== EXERCISE PASSAGE ==

28. Hosted Christmas for my Mom. Gives me chills to think back to the first pandemic xmas, where she set the tree up in her garage, rolled the garage door up and sat inside while we sat in the driveway. Glad to be past that.

29. Hosted New Years’. Love having a full house. I learned to play Gin Rummy.

30. Hosted Thanksgiving. Also a full house.

31. Hosted the Patels and stumbled onto an epic car show. This led to the painting “Eloise and his (sic) family,” now hanging in our living room.

32. Empire State Building. My California family came out to visit NYC, got the coldest, rainiest weather possible, but I think they liked the Empire State Building. That was one of the attractions that blew my mind when I first visited NYC in 1989.

33. Fiascon. Sarah’s part of a group of grizzled tech veterans that call themselves Fiasco and mostly tell their grizzly stories over Slack. This year they also gathered in person by renting out a place near Catskill. Eloise and I went, and Eloise stole the show.

===
== EXTRACTED RECORDS ==

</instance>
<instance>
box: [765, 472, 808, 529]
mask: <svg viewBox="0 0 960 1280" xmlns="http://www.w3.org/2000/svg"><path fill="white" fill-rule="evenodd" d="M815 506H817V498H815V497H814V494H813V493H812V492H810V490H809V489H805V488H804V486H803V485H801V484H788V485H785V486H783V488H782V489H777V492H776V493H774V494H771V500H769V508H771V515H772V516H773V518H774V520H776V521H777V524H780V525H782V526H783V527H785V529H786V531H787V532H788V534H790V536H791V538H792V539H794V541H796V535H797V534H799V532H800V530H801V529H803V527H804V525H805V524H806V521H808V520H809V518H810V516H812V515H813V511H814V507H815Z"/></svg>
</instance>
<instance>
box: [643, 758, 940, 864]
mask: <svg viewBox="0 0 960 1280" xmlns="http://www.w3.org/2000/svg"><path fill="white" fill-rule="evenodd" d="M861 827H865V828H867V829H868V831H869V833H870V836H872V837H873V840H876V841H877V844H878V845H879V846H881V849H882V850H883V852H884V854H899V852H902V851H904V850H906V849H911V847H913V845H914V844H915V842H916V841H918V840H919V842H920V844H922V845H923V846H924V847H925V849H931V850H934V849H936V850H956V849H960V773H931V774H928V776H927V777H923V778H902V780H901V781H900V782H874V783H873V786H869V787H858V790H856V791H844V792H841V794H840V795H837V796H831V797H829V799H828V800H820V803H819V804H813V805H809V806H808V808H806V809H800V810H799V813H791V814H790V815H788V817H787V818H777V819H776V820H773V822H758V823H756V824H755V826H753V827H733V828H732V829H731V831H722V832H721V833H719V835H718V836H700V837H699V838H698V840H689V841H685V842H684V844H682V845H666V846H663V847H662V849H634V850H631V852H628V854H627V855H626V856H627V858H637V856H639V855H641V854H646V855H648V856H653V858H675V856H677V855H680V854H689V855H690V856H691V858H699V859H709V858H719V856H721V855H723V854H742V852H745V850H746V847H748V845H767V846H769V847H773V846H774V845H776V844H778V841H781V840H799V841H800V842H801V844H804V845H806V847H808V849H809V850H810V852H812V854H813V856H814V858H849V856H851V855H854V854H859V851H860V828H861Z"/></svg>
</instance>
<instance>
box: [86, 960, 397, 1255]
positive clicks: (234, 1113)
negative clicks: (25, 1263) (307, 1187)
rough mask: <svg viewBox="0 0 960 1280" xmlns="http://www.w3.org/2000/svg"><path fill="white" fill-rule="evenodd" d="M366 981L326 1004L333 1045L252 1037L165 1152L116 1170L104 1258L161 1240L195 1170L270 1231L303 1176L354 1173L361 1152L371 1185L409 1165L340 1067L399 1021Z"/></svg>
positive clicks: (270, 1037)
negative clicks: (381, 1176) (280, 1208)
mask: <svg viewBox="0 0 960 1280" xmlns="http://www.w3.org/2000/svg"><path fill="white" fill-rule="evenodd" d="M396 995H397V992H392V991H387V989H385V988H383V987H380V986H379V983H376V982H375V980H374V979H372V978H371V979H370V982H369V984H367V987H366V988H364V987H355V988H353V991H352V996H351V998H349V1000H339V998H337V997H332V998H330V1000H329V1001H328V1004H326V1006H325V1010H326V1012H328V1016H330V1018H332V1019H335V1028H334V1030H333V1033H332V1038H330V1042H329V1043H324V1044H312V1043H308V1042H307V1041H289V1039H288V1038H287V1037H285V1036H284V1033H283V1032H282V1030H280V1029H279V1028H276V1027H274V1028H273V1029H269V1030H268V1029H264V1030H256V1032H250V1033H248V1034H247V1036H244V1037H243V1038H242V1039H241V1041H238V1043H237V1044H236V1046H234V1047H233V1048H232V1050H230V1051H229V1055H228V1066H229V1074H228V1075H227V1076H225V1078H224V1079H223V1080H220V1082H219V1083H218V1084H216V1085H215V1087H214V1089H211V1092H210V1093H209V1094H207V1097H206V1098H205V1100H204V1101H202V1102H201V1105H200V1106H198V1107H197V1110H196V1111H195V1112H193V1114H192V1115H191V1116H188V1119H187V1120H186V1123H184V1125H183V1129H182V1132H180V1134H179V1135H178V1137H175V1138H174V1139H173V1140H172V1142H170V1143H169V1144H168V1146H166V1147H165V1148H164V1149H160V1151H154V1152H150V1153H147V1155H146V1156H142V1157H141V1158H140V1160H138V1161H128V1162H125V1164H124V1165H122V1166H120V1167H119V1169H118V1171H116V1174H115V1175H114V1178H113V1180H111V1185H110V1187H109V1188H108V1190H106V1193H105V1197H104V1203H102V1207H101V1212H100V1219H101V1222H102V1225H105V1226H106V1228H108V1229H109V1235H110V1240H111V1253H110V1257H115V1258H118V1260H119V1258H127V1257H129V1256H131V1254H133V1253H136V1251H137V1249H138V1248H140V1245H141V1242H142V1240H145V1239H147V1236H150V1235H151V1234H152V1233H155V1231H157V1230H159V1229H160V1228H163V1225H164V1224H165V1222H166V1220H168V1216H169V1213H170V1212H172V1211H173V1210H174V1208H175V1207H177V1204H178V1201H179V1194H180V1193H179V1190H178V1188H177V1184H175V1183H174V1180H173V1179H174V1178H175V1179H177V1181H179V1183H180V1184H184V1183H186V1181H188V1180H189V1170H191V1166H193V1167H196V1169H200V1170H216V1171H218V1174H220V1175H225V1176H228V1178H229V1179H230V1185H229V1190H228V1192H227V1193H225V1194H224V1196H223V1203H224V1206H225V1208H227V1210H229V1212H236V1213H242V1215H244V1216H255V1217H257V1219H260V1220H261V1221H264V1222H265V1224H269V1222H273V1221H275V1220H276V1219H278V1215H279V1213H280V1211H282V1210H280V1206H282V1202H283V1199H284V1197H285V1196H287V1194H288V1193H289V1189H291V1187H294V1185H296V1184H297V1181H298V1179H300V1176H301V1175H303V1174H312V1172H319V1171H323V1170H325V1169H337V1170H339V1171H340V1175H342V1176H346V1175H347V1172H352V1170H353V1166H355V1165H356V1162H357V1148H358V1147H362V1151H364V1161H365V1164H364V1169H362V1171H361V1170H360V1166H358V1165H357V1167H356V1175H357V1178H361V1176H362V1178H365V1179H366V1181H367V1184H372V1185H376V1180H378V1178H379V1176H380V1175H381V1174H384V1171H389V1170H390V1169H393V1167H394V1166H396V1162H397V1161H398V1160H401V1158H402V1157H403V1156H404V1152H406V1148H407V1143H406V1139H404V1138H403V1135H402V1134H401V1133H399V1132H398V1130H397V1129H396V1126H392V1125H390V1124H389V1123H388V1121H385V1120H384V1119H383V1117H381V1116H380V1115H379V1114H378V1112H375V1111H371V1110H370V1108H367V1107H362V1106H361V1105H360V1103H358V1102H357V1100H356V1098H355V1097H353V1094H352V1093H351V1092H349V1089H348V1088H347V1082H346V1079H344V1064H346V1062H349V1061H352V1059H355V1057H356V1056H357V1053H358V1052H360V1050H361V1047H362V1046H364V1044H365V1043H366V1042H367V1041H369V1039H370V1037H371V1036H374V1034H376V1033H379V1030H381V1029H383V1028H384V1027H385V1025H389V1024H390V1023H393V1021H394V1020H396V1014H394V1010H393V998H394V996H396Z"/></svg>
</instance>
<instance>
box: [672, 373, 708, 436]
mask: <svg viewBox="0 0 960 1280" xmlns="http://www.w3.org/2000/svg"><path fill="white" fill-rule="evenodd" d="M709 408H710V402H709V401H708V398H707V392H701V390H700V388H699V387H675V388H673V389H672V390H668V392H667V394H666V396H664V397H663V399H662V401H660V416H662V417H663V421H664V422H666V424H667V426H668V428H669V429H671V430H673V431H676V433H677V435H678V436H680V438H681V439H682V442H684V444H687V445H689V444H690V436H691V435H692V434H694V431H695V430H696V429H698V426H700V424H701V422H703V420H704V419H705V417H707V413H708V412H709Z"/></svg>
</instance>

===

• [PROBLEM A] Name every occasion or guest that the numbered list says was hosted.
• [PROBLEM B] Print the part of the numbered list from "28. Hosted Christmas" up to and including "be past that.".
The rows are not needed for anything here.

• [OUTPUT A]
- Christmas for my Mom
- New Years'
- Thanksgiving
- The Patels

• [OUTPUT B]
28. Hosted Christmas for my Mom. Gives me chills to think back to the first pandemic xmas, where she set the tree up in her garage, rolled the garage door up and sat inside while we sat in the driveway. Glad to be past that.